▸ **Task to carry out**: Rewrite the records below, changing every "pixel coordinates" to "image coordinates" and keeping everything else the same. Leave the pictures out.

--- Data to use ---

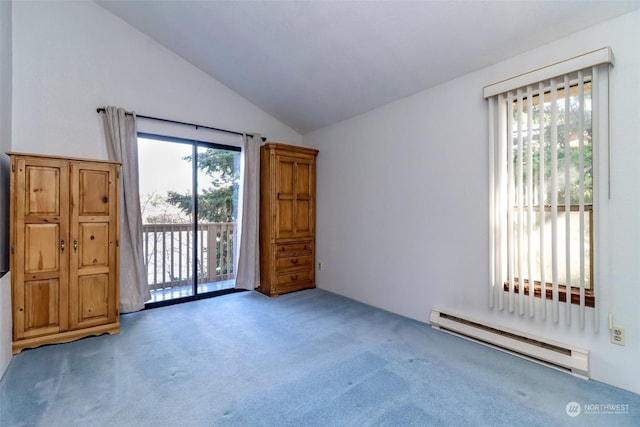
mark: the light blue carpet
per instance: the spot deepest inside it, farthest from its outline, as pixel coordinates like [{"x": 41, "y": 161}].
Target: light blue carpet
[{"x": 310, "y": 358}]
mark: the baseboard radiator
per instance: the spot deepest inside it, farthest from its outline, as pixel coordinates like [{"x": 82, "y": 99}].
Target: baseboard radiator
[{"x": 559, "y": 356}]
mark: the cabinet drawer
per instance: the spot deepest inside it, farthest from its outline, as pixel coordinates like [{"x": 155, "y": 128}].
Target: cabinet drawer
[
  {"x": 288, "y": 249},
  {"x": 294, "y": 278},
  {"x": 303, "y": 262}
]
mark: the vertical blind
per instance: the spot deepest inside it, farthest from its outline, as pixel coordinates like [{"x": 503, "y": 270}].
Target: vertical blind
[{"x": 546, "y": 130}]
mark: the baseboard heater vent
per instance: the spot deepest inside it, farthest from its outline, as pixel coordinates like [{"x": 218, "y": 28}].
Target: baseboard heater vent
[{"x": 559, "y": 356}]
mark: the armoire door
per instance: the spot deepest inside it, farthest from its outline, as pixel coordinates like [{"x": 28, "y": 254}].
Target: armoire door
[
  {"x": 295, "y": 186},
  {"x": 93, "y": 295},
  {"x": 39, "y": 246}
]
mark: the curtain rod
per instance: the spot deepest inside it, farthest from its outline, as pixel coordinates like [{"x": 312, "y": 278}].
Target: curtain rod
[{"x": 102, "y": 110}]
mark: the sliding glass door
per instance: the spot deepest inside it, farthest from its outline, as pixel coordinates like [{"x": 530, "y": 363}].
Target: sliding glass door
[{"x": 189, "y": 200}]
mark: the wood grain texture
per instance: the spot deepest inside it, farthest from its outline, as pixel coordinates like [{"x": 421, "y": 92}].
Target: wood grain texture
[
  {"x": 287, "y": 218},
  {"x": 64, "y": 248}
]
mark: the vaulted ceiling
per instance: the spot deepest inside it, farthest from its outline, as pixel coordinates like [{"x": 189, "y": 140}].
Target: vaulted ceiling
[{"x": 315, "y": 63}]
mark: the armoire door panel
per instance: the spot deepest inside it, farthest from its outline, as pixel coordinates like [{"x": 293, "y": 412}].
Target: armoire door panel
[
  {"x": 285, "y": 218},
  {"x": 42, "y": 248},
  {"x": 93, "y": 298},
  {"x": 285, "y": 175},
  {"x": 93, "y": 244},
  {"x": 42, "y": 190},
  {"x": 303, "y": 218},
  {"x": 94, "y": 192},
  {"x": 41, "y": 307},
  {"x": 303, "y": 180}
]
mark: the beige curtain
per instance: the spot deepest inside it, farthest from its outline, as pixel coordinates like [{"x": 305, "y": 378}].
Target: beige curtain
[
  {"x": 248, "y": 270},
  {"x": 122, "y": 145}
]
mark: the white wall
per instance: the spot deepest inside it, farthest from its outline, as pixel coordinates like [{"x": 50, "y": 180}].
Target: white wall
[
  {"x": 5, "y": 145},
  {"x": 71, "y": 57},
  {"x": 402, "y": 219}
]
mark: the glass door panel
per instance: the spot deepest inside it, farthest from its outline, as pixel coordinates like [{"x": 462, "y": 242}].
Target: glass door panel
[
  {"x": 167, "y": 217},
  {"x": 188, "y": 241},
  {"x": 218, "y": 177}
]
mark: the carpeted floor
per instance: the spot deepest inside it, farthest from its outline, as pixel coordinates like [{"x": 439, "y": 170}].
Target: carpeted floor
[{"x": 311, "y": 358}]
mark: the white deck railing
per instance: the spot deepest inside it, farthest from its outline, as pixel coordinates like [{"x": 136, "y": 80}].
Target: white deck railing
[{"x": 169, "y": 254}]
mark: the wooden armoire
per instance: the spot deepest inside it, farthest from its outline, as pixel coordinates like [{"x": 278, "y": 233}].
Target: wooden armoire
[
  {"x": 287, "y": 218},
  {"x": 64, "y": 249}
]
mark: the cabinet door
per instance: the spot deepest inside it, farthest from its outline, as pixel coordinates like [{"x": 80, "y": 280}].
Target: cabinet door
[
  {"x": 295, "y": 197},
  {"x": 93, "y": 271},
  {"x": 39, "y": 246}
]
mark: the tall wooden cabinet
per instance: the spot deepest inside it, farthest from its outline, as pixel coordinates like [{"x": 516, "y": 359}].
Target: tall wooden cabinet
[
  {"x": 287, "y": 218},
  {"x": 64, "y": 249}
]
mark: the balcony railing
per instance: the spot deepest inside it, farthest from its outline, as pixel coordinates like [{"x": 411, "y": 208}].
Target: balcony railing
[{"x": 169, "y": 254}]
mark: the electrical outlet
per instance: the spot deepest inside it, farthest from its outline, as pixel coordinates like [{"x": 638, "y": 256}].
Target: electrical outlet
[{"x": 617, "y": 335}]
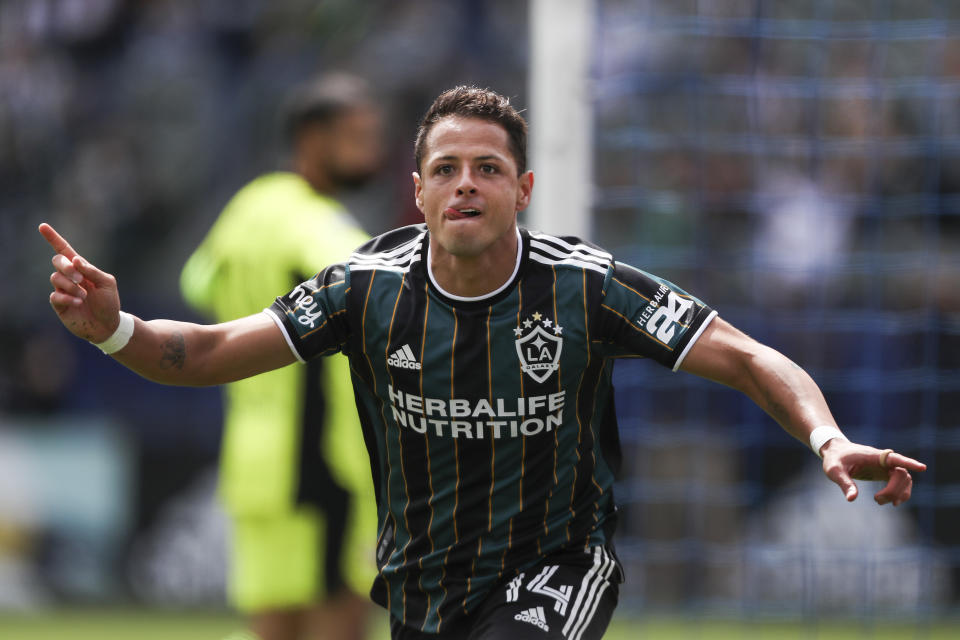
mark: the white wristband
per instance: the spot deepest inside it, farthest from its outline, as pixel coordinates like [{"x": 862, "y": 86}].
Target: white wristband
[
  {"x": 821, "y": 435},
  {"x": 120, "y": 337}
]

---

▸ **Finished answer**:
mark: the light blue carpet
per instance: the spot deepest inside it, farthest from its outline, as image coordinates like [{"x": 41, "y": 161}].
Target: light blue carpet
[{"x": 310, "y": 358}]
mark: the baseboard radiator
per instance: the spot deepest inside it, farthest from its outline, as image coordinates like [{"x": 82, "y": 99}].
Target: baseboard radiator
[{"x": 559, "y": 356}]
mark: the cabinet drawer
per instance: the spot deepest inside it, farthest from its outline, as image coordinates like [{"x": 155, "y": 128}].
Target: cabinet drawer
[
  {"x": 288, "y": 249},
  {"x": 294, "y": 278},
  {"x": 303, "y": 262}
]
mark: the vertical blind
per instance: the spot deepest inside it, farthest from its outline, as image coordinates like [{"x": 503, "y": 270}].
Target: vertical blind
[{"x": 546, "y": 130}]
mark: the baseboard heater vent
per instance: the spot deepest inside it, farthest from its outline, as image coordinates like [{"x": 218, "y": 28}].
Target: baseboard heater vent
[{"x": 559, "y": 356}]
mark: the armoire door
per instance: the spot deepest inside it, farthest from its outline, as image coordinates like [{"x": 28, "y": 254}].
Target: armoire door
[
  {"x": 295, "y": 186},
  {"x": 93, "y": 295},
  {"x": 39, "y": 246}
]
mark: the curtain rod
per instance: the spot deepest inside it, farthest from its outline, as image coordinates like [{"x": 312, "y": 278}].
Target: curtain rod
[{"x": 102, "y": 110}]
mark: the sliding glass door
per instance: the spot deepest inside it, farthest from its outline, as image coordinates like [{"x": 530, "y": 363}].
Target: sliding glass door
[{"x": 189, "y": 200}]
mark: the wood grain texture
per instance: the spot deepest inside it, farthest from its outline, as image coordinates like [{"x": 421, "y": 92}].
Target: wood grain texture
[
  {"x": 287, "y": 218},
  {"x": 64, "y": 248}
]
mark: the vaulted ceiling
per instance: the spot deepest inside it, farthest from its outline, as image coordinates like [{"x": 189, "y": 140}].
Target: vaulted ceiling
[{"x": 315, "y": 63}]
mark: the armoire door panel
per instance: the spot deepest inside it, farthest from its outline, as image coordinates like [{"x": 293, "y": 412}].
Target: armoire door panel
[
  {"x": 285, "y": 218},
  {"x": 42, "y": 248},
  {"x": 93, "y": 298},
  {"x": 285, "y": 175},
  {"x": 93, "y": 244},
  {"x": 42, "y": 190},
  {"x": 303, "y": 218},
  {"x": 94, "y": 192},
  {"x": 41, "y": 307},
  {"x": 303, "y": 180}
]
mark: the beige curtain
per instance: the spot deepest inside it, farthest from its outline, as image coordinates like [{"x": 305, "y": 378}].
Target: beige curtain
[
  {"x": 248, "y": 270},
  {"x": 122, "y": 145}
]
mark: the white wall
per instance: the spot deepest inside it, farthest from its outline, as image coordinates like [{"x": 50, "y": 180}].
Target: white wall
[
  {"x": 5, "y": 145},
  {"x": 71, "y": 57},
  {"x": 402, "y": 219}
]
mark: the glass door panel
per instance: the spot deepest inside it, farthest from its outline, as image coordinates like [{"x": 462, "y": 242}].
Target: glass door panel
[
  {"x": 167, "y": 217},
  {"x": 188, "y": 241},
  {"x": 218, "y": 177}
]
mark: the carpeted floor
per instance: the spot deepest inside it, farthest from its outline, as image coordinates like [{"x": 439, "y": 170}].
Target: carpeted floor
[{"x": 311, "y": 358}]
mark: the white deck railing
per instance: the spot deepest inside it, farthest from its outline, as image coordinates like [{"x": 136, "y": 80}].
Target: white deck railing
[{"x": 169, "y": 254}]
mark: the wooden armoire
per instance: the spot deepest inside it, farthest from its outline, as image coordinates like [{"x": 278, "y": 233}].
Target: wooden armoire
[
  {"x": 287, "y": 218},
  {"x": 64, "y": 249}
]
mark: the cabinet door
per instance: the spot deepest inside it, farthest from its outline, as image coordinates like [{"x": 80, "y": 280}].
Target: cabinet door
[
  {"x": 295, "y": 197},
  {"x": 93, "y": 271},
  {"x": 39, "y": 246}
]
mark: the tall wooden cabinet
per instance: the spot deepest inside it, farthest from its outline, as image coordinates like [{"x": 516, "y": 359}].
Target: tall wooden cabinet
[
  {"x": 287, "y": 218},
  {"x": 64, "y": 249}
]
mark: the balcony railing
per instance: the spot deepest inside it, farthest from its outline, as image coordinates like [{"x": 411, "y": 208}].
Target: balcony railing
[{"x": 169, "y": 254}]
mark: the electrical outlet
per instance: the spot deepest inside it, farthest from its outline, as image coordinates like [{"x": 638, "y": 256}].
Target: electrical outlet
[{"x": 617, "y": 335}]
mark: the white wristband
per instance: the spot deepest inside it, farthest from its outline, as image coordinates like [{"x": 862, "y": 86}].
Target: white wristband
[
  {"x": 821, "y": 435},
  {"x": 120, "y": 337}
]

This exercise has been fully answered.